**Task instructions**
Could you return only the lines that run from the line with "written like (214,303)." through the final line of the data, exactly as they stand?

**Available data**
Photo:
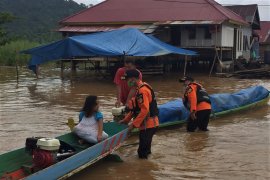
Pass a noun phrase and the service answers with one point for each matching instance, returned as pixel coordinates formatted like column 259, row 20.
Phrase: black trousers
column 201, row 122
column 145, row 137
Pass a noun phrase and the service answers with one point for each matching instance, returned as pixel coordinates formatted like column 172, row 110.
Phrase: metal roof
column 264, row 33
column 249, row 12
column 151, row 11
column 99, row 28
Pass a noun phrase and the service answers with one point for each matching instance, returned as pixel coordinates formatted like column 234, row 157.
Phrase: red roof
column 264, row 33
column 119, row 11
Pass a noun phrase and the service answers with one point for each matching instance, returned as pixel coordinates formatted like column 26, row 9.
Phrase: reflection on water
column 236, row 147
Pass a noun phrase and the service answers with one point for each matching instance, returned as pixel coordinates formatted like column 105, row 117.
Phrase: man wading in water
column 124, row 92
column 143, row 109
column 197, row 101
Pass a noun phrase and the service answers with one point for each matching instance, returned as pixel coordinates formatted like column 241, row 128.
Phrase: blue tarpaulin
column 129, row 42
column 175, row 110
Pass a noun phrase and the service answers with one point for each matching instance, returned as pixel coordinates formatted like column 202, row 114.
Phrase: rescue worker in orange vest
column 197, row 101
column 144, row 112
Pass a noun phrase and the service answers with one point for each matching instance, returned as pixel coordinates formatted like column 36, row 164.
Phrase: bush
column 10, row 52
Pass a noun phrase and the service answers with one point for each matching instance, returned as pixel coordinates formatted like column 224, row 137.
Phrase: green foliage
column 28, row 23
column 37, row 20
column 10, row 53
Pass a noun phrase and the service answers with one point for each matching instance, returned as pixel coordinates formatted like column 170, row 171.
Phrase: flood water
column 236, row 147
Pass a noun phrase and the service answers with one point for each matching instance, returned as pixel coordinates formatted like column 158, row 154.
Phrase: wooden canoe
column 14, row 164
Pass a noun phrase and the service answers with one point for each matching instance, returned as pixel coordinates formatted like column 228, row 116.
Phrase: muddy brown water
column 236, row 147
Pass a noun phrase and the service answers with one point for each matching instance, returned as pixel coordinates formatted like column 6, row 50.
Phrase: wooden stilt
column 17, row 72
column 214, row 62
column 185, row 68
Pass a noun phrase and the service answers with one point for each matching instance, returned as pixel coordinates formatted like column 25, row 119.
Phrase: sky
column 264, row 11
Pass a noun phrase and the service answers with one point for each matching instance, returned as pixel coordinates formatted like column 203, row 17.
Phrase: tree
column 4, row 18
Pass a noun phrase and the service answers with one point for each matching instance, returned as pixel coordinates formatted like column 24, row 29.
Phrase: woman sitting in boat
column 90, row 127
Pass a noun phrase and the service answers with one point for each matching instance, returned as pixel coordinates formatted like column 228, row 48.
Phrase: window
column 192, row 33
column 207, row 33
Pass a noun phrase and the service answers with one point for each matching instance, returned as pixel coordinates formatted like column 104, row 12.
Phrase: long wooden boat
column 174, row 113
column 17, row 164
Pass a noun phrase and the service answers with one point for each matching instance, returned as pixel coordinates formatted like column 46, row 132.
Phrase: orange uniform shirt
column 142, row 121
column 192, row 98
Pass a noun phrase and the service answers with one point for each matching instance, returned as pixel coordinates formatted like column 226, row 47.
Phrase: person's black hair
column 89, row 105
column 132, row 73
column 129, row 62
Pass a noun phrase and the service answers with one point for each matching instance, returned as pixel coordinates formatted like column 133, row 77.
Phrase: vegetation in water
column 10, row 52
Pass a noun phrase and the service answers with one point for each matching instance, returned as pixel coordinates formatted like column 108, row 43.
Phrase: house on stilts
column 219, row 34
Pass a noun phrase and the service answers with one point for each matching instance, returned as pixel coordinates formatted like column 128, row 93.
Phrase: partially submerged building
column 214, row 31
column 264, row 38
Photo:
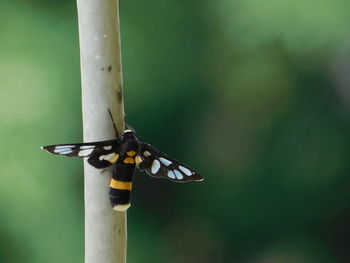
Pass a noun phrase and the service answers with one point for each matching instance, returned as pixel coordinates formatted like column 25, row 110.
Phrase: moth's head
column 129, row 137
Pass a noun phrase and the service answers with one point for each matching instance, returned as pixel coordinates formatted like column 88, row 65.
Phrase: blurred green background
column 254, row 94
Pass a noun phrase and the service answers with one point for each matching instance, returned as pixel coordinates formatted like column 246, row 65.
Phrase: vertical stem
column 101, row 77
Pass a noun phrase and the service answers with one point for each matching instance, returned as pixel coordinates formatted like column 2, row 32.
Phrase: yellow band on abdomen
column 120, row 185
column 129, row 160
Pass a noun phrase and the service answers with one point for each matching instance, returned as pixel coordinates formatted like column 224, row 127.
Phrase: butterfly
column 124, row 154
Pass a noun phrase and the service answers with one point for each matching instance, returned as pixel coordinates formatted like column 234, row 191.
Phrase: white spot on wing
column 185, row 170
column 171, row 174
column 87, row 147
column 65, row 152
column 146, row 153
column 155, row 166
column 61, row 150
column 64, row 146
column 178, row 174
column 166, row 162
column 85, row 152
column 107, row 148
column 106, row 157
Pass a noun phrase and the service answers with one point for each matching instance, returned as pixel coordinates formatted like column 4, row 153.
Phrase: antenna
column 115, row 128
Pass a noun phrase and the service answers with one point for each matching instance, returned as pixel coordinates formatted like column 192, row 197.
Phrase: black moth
column 124, row 153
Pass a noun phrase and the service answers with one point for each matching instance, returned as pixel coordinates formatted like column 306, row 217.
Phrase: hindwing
column 160, row 165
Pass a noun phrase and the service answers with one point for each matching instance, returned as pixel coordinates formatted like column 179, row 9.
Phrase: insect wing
column 101, row 154
column 159, row 165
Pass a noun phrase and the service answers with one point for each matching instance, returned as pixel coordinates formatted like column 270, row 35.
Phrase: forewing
column 160, row 165
column 101, row 154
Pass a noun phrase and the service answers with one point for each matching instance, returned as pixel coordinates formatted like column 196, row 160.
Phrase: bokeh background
column 254, row 94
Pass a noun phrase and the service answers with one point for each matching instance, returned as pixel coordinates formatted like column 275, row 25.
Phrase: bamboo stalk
column 101, row 77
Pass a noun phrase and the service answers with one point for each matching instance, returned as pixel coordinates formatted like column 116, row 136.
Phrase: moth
column 124, row 154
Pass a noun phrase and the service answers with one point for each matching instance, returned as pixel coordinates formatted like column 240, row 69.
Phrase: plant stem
column 102, row 89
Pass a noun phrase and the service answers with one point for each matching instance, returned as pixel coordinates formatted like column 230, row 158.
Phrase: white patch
column 185, row 170
column 166, row 162
column 65, row 152
column 155, row 166
column 171, row 175
column 85, row 152
column 61, row 150
column 64, row 146
column 86, row 147
column 107, row 148
column 106, row 157
column 146, row 153
column 178, row 174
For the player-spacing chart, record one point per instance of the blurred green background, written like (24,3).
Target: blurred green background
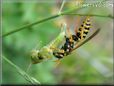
(92,63)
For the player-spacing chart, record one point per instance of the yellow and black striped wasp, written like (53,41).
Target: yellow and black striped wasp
(72,42)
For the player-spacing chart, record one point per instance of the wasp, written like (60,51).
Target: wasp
(72,42)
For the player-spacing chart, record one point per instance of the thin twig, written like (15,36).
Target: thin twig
(21,72)
(29,25)
(63,2)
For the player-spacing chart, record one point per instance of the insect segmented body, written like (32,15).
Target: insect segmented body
(71,41)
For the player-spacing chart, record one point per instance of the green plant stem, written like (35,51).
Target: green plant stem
(53,17)
(21,72)
(96,15)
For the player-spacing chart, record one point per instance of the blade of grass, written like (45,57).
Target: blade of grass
(49,18)
(21,72)
(96,15)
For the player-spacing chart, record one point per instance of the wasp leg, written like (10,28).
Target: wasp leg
(69,35)
(77,23)
(89,38)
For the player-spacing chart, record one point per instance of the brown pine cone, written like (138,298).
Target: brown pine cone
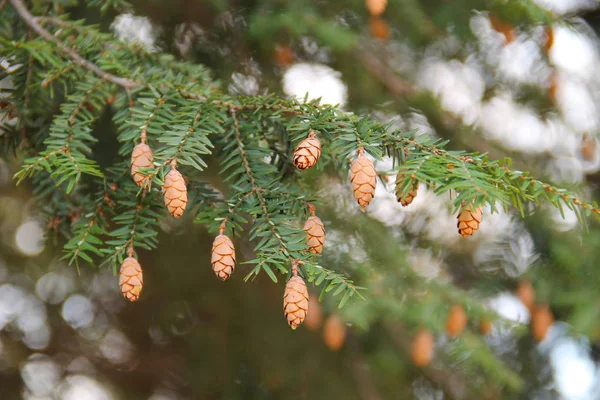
(334,332)
(175,193)
(421,349)
(315,231)
(406,199)
(468,220)
(541,321)
(131,279)
(295,299)
(485,326)
(457,320)
(315,317)
(141,157)
(307,152)
(364,179)
(376,7)
(223,256)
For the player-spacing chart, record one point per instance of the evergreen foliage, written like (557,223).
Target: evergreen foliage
(67,75)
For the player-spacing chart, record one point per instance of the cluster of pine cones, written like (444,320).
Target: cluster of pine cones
(363,178)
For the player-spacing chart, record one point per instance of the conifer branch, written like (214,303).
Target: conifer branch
(31,21)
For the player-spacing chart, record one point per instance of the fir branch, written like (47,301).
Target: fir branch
(30,20)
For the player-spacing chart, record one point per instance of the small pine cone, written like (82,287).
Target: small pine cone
(457,320)
(295,301)
(307,152)
(485,326)
(376,7)
(141,157)
(421,349)
(407,199)
(315,317)
(334,332)
(223,257)
(175,193)
(468,220)
(131,279)
(364,179)
(315,231)
(541,321)
(526,293)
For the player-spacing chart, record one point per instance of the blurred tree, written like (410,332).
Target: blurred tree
(193,102)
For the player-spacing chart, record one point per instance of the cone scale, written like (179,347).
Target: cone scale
(295,298)
(223,255)
(363,177)
(315,231)
(131,278)
(307,152)
(175,192)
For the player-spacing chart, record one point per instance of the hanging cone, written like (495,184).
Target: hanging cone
(307,152)
(175,193)
(457,320)
(406,199)
(376,7)
(421,349)
(223,256)
(541,321)
(334,332)
(315,231)
(364,179)
(526,293)
(379,28)
(485,326)
(141,157)
(315,317)
(131,279)
(468,220)
(295,299)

**Written solution**
For the player-spacing chart, record one point per instance of the conifer branch, written like (214,303).
Target: conifer branch
(31,21)
For the player-spacing chart, record one point per instance of the fir branch, written like (47,301).
Target: fir branch
(30,20)
For the player-spacing chart, record one point per instance of the small pine cone, written like (82,287).
Target: small pine cone
(457,320)
(295,301)
(307,152)
(485,326)
(376,7)
(141,157)
(421,349)
(407,199)
(315,317)
(334,332)
(223,257)
(175,193)
(468,220)
(131,279)
(364,179)
(315,231)
(541,321)
(526,293)
For the player-spacing chart, record one point per instance of the blurred tree, written like (410,332).
Target: blurred tree
(193,102)
For the player-spacing chart, record one point per instance of the cone scale, written like (179,347).
Target: cone scale
(295,298)
(223,255)
(363,177)
(315,231)
(131,278)
(307,152)
(175,192)
For the player-spacing chart, record one point per instance of the hanging cone, written like (495,184).
Target: hanging cone
(307,152)
(175,193)
(457,320)
(406,199)
(376,7)
(421,349)
(223,256)
(541,321)
(334,332)
(315,231)
(364,179)
(526,293)
(379,28)
(485,326)
(141,157)
(315,317)
(131,279)
(468,220)
(295,299)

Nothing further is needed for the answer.